> TRY IT
All records below are to be repeated precisely, with nothing added.

> RECORDS TO USE

= = = =

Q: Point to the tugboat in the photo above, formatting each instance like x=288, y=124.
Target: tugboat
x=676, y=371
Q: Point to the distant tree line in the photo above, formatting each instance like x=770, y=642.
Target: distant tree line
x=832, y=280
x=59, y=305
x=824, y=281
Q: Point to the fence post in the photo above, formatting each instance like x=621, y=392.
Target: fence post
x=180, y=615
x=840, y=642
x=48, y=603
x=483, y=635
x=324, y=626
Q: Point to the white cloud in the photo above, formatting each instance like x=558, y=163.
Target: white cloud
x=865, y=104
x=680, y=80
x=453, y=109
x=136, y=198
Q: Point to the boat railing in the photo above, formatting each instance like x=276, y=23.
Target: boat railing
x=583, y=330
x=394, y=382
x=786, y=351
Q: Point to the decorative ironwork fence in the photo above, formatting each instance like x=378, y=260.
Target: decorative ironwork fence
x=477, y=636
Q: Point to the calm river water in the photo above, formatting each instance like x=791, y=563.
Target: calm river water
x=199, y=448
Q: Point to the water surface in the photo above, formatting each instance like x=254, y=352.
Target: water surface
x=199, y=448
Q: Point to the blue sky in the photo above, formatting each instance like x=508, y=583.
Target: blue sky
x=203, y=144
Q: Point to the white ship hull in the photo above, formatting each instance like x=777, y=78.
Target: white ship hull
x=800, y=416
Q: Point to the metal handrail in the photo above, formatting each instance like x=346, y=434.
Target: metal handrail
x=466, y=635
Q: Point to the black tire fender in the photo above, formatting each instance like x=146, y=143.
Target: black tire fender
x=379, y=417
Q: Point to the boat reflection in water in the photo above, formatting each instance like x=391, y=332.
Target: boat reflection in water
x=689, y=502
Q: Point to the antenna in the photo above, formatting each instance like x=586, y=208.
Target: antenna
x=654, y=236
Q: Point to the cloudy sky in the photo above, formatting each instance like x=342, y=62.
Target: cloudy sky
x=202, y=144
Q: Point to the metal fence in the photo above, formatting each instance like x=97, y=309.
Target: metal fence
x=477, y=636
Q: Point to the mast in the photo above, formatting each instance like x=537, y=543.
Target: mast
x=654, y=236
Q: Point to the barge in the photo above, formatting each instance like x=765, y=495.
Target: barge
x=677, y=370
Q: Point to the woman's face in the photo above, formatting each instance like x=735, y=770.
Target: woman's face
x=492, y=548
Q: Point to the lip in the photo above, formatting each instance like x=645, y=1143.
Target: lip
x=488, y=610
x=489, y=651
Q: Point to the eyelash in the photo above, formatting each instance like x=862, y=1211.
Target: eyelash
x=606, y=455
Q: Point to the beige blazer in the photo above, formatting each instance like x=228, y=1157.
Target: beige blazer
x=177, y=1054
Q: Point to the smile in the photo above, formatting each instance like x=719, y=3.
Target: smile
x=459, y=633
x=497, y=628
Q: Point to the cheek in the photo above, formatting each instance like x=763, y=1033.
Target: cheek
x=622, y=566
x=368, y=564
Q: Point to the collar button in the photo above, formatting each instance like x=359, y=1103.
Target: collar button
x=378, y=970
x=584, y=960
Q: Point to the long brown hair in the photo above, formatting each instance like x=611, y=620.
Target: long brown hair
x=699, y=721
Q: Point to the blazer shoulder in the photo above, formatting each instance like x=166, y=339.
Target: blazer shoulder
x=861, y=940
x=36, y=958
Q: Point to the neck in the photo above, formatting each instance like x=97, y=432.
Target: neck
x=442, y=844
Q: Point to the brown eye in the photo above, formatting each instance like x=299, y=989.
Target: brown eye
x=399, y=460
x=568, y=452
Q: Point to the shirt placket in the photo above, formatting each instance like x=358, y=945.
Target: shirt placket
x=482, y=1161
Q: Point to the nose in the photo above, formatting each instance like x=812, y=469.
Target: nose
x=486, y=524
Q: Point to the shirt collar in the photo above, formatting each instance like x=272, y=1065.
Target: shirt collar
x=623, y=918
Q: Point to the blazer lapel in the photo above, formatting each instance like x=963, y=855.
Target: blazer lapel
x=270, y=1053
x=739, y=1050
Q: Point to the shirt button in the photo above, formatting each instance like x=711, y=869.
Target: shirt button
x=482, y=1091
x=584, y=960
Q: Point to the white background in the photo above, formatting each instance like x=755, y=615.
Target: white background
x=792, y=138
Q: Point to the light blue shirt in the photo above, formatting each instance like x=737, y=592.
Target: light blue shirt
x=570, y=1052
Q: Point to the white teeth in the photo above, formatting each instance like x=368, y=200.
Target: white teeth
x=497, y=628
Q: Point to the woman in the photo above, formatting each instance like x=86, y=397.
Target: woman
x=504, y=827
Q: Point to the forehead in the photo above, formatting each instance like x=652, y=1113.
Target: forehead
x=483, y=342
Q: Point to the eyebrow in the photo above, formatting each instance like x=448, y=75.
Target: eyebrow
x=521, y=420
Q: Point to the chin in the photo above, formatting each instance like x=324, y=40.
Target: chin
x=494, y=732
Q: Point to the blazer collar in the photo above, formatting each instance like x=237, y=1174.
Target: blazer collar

= = = =

> OUTPUT
Q: Point to the tugboat in the photo above, formatting each instance like x=288, y=124.
Target: tugboat
x=676, y=371
Q: Point to the distant tree line in the photo above, formatting each instance like x=770, y=642.
Target: distant tree line
x=832, y=280
x=59, y=305
x=824, y=281
Q: Point to the fence post in the photo above, formatting each instance like x=621, y=392.
Target: fence post
x=180, y=615
x=840, y=642
x=48, y=603
x=483, y=635
x=324, y=626
Q: Point to the white cloud in the photo above, formatting each instance like x=558, y=163.
Target: white cloud
x=865, y=104
x=680, y=80
x=453, y=109
x=136, y=198
Q: Point to the boat railing in the photo above, formatting each instance like x=276, y=23.
Target: boat railing
x=583, y=330
x=394, y=382
x=786, y=351
Q: Point to the decorative ironwork fence in the photo above, formatting each instance like x=378, y=260.
Target: decorative ironwork fence
x=477, y=636
Q: Point to the calm river water in the photo above, formatting each instance like x=791, y=563.
Target: calm river water
x=199, y=448
Q: Point to the water surface in the photo above, formatting each instance like x=254, y=352.
Target: water surface
x=199, y=448
Q: Point to the blue sky in the photo above, formatting each instance like x=508, y=583.
Target: blue sky
x=203, y=144
Q: Point to the white ship hull in the photo above, formatting each instance like x=777, y=78.
Target: white ship hull
x=800, y=416
Q: Point to the metal handrail in the photo above, formatting each instance like x=346, y=434.
Target: metal handrail
x=466, y=635
Q: Point to the black tire fender in the photo above, formatting each instance like x=146, y=143.
Target: black tire fender
x=379, y=417
Q: Point to the boat reflection in water in the photo above, formatting each instance like x=391, y=332.
Target: boat reflection in water
x=689, y=502
Q: Point to the antenna in the photo above, formatting each instance like x=586, y=208.
Target: antenna
x=654, y=236
Q: Point to the cloudy sky in the photo above, formatting each instance like x=342, y=62.
Target: cloudy sky
x=202, y=144
Q: Point to the metal fence in the photo above, formatting each instance like x=97, y=309.
Target: metal fence
x=477, y=636
Q: Point to the mast in the photo above, formatting each instance like x=537, y=543.
Target: mast
x=654, y=236
Q: Point to the barge in the photo above, formatting each instance like x=765, y=495.
Target: barge
x=677, y=370
Q: Point to the woman's face in the photo above, formatting each instance like x=735, y=770.
Target: woman's face
x=492, y=548
Q: Point to the lip in the photo above, formatting each instance like x=645, y=1143.
Target: lip
x=488, y=610
x=489, y=651
Q: Point to the eyelash in the photo above, formatting each instance like x=862, y=1211.
Target: eyelash
x=606, y=455
Q: Point to the beige blazer in the photo above, formatting each instance like x=228, y=1157.
Target: beige blazer
x=177, y=1054
Q: Point to the smile in the photo above, formatting each instance like x=719, y=3.
Target: smile
x=459, y=633
x=497, y=628
Q: Point to the cheek in the photo above, formatting each instance like x=763, y=1033.
Target: cheek
x=622, y=566
x=368, y=564
Q: Point to the collar button in the photo above, formatting each instance like x=359, y=1103.
Target: collar button
x=378, y=970
x=584, y=960
Q: Point to the long brown hair in the photo above, formatting each instance like x=611, y=620.
Target: long brown hair
x=699, y=721
Q: Point to the blazer shoulder in the photo above, formatting each instance like x=166, y=339.
Target: blazer shoulder
x=861, y=940
x=36, y=958
Q: Point to the neck in the photo above, formatting each instance like x=97, y=432.
Target: neck
x=442, y=844
Q: Point to the brown eye in the photo above, formatting each instance like x=299, y=989.
Target: brown eye
x=399, y=460
x=568, y=452
Q: Point to the shirt placket in the photo above, formatting each instance like x=358, y=945.
Target: shirt placket
x=482, y=1161
Q: Point to the nose in the photo above, formatting each instance like x=812, y=469.
Target: nose
x=486, y=524
Q: Point to the shirt collar in the photo above, formatting each instance like x=272, y=1065.
Target: shirt collar
x=623, y=918
Q: Point to the blazer lapel in the photo above, formatting each instance like x=963, y=855.
Target: blazer lapel
x=270, y=1053
x=739, y=1050
Q: Point to the shirt button in the photo above, formatting each instance like x=711, y=869.
Target: shirt button
x=482, y=1091
x=584, y=960
Q: Point to the white background in the photo above, formatting each instance like x=755, y=615.
Target: white background
x=792, y=138
Q: Point to the light blue shirt in the photo above, formatting each instance like x=737, y=592.
Target: light blue shirt
x=570, y=1052
Q: Point to the white teeth in the photo above, formatting each instance like x=368, y=200.
Target: white teeth
x=497, y=628
Q: Point to the woman in the photo above, formatting each instance like x=86, y=397.
Target: woman
x=504, y=827
Q: Point to the forehead in the photo above, formatting each instance like x=652, y=1113.
Target: forehead
x=483, y=342
Q: Point to the eyebrow in the photo above, formatting each instance like x=448, y=75.
Target: eyebrow
x=521, y=420
Q: Point to the chin in the photo above, formatting each instance like x=324, y=40.
Target: chin
x=494, y=732
Q: Point to the blazer collar in the photo above, formatting each instance like x=237, y=1174.
Target: blazer collar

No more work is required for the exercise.